# [Action item]
Give only the lines from the one containing "Can you find the vigil" through the end of the material below, exactly as written.
======
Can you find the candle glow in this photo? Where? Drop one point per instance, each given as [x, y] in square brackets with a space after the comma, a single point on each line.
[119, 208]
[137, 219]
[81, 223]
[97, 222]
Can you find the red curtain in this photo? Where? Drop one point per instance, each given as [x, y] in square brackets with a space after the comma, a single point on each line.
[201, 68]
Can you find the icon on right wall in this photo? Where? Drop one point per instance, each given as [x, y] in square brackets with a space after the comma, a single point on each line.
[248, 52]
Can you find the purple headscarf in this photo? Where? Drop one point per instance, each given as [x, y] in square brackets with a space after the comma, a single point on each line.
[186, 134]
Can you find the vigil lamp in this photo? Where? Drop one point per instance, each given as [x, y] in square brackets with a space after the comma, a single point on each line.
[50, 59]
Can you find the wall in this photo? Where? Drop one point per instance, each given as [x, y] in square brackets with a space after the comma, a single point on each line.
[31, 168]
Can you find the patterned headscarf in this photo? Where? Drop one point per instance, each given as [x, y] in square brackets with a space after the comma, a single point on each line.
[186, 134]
======
# [Solution for this problem]
Can you find the vigil lamp in this photo? Where? Drop one point per instance, each given as [x, y] in square brackets with a space after the comma, a single point on each line.
[50, 59]
Can you find the wall in this photo? Where? Drop one point per instance, each given as [x, y] in square brackets with a space after the comma, a single point on each line.
[31, 168]
Can you find the patterned headscarf in this photo? Where? Drop one point per instance, each given as [x, y] in square brackets with a space after the comma, a single point on each line.
[186, 134]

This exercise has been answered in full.